# [Zu beantwortende Fragen]
a) Mit welchem Programm kann reibi laut dem Forenthread zu Subversive schon auf das neue Repository zugreifen?
b) Schreibe den Forenthread zu Subversive im Anschluss an seinen letzten Satz weiter.

# [Seitentext]

# Subversive mit Protokoll http



## reibi (27. Mai 2009)

Hallo zusammen

Hab seit einigen Monaten Subversiv laufen und es funzt wirklich gut. Bislang hab ich mit dem Protokoll "svn" auf mein REPO zugegriffen. 

Nun gibts n neues REPO, welches über "http" erreichbar ist. 

Mit Tortoise-SVN kann ich prima zugreifen aber leider noch nicht mit Subversive.

Wo könnte denn das Problem liegen?

Gruss ;-)


----------



## Wildcard (27. Mai 2009)

Was spricht er denn? Ist das Repository über den Webbrowser zugreifbar? Wenn ja, muss es auch mit Subversive funktionieren.


----------



## reibi (28. Mai 2009)

Hallo Wildcard ... jep geht auch über den Webbrowser.

# [Erfasste Informationen]
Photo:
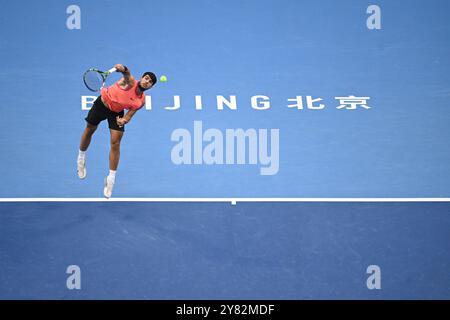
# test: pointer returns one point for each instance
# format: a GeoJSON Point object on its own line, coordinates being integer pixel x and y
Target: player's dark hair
{"type": "Point", "coordinates": [151, 75]}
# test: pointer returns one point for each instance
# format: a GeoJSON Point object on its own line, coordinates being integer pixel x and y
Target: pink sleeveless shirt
{"type": "Point", "coordinates": [119, 99]}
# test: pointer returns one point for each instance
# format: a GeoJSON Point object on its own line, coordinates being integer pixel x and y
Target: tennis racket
{"type": "Point", "coordinates": [94, 79]}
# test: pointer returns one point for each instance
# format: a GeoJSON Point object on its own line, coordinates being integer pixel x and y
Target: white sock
{"type": "Point", "coordinates": [112, 175]}
{"type": "Point", "coordinates": [81, 155]}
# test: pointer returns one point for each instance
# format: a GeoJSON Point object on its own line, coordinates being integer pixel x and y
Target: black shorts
{"type": "Point", "coordinates": [100, 112]}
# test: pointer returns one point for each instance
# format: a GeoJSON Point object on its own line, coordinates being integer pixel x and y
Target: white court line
{"type": "Point", "coordinates": [232, 200]}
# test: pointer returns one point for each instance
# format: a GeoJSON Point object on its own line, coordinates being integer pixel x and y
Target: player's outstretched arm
{"type": "Point", "coordinates": [127, 79]}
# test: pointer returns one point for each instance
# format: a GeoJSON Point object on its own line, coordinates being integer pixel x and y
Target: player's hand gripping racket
{"type": "Point", "coordinates": [94, 79]}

# [Die Antworten]
a) Mit Tortoise-SVN.

b)
Hab jetzt aber schon selber rausgefunden woran es lag ... man muss ja bislang zu Subversive noch extra den SVN-Connector installieren. Ich hab nun den "JavaHL" Connector genommen. Jetzt gehts.

;-)


----------



## Wildcard (28. Mai 2009)

Ja, die Connectoren dürfen zZ aus lizensrechtlichen Gründen noch nicht auf Eclipse gehostet werden (das steht aber eigentlich dick und fett dabei  )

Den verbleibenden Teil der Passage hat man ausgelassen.